Position annotation records
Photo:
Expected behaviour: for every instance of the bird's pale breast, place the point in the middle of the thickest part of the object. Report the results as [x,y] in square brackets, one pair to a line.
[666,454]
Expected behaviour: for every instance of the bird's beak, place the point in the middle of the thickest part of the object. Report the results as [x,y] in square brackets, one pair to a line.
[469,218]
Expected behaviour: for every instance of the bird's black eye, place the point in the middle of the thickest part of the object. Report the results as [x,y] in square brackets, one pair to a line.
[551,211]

PROMPT
Update the lines above, substituting "widest part" for every occurrence of "thickest part" and keeping all other text intact.

THE REPLY
Photo:
Expected behaviour: for every instance of the bird's pale breast, place the point in the middle of the widest part of the object. Report the results as [x,y] in square brackets, one pair to a line.
[666,454]
Expected behaviour: for every instance of the bird's beak, place the point in the middle of the widest part of the object. Report the results as [x,y] in square brackets, one pair to a line.
[469,218]
Expected behaviour: for every instance of the bird's black eye, place the point in the middle of the widest part of the object. Report the results as [x,y] in square brackets, one pair to a line.
[551,211]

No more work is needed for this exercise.